» **What is expected**:
Transcribe the records below exactly, leaving out any pictures.

(Position annotation records)
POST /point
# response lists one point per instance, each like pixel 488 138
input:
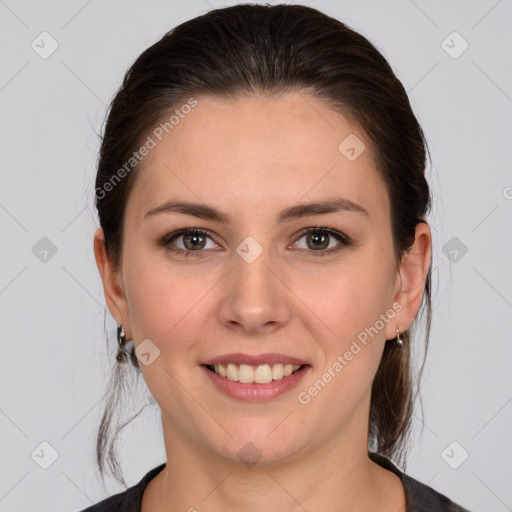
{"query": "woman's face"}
pixel 254 289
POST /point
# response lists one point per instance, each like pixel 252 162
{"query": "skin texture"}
pixel 251 159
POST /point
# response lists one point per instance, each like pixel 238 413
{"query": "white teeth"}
pixel 262 374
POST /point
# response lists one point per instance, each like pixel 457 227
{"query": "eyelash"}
pixel 343 239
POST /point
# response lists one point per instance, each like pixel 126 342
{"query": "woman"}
pixel 264 249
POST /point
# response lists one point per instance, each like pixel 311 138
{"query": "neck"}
pixel 336 477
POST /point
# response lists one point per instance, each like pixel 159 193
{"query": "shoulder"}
pixel 129 500
pixel 420 497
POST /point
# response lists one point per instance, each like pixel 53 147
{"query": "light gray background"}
pixel 55 365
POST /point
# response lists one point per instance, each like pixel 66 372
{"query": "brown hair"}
pixel 248 49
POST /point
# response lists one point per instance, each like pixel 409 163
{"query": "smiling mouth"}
pixel 260 374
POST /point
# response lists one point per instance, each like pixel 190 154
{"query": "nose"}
pixel 255 298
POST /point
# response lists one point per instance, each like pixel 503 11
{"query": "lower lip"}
pixel 256 392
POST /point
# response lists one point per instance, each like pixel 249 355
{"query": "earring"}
pixel 121 353
pixel 121 336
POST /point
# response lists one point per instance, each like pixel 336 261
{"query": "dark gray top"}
pixel 420 497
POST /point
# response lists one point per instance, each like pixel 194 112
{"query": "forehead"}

» **Exercise solution**:
POST /point
# response lists one point per instance, each like pixel 488 138
input:
{"query": "woman's face"}
pixel 254 289
POST /point
# response lists one point per instance, each like pixel 252 162
{"query": "skin texture"}
pixel 251 159
POST /point
# response lists one point per instance, each like pixel 238 413
{"query": "white teeth"}
pixel 262 374
POST /point
# response lists one point per instance, each like pixel 457 227
{"query": "eyelash"}
pixel 343 239
POST /point
# response lists one point per instance, each like pixel 126 342
{"query": "woman"}
pixel 264 249
POST /point
# response lists one point per instance, each like pixel 311 138
{"query": "neck"}
pixel 336 477
POST /point
# response lists one point per instance, each like pixel 159 193
{"query": "shoulder"}
pixel 129 500
pixel 420 497
POST /point
# response lists one point per instance, each like pixel 53 147
{"query": "light gray background"}
pixel 55 365
POST /point
# response lists one point per instance, each like pixel 66 372
{"query": "brown hair"}
pixel 248 49
POST /point
# response lists one point per instance, each like pixel 409 163
{"query": "smiling mouth"}
pixel 260 374
POST /point
# response lists one point per instance, each like pixel 190 154
{"query": "nose"}
pixel 255 298
POST /point
# response lists one point per instance, each like pixel 503 11
{"query": "lower lip"}
pixel 256 392
POST /point
# response lists one point per instance, each like pixel 249 355
{"query": "earring"}
pixel 121 353
pixel 121 336
POST /point
# response lists one point per instance, each like pixel 336 261
{"query": "dark gray top"}
pixel 420 497
POST /point
# response lists one point per instance, each like pixel 194 112
{"query": "forehead"}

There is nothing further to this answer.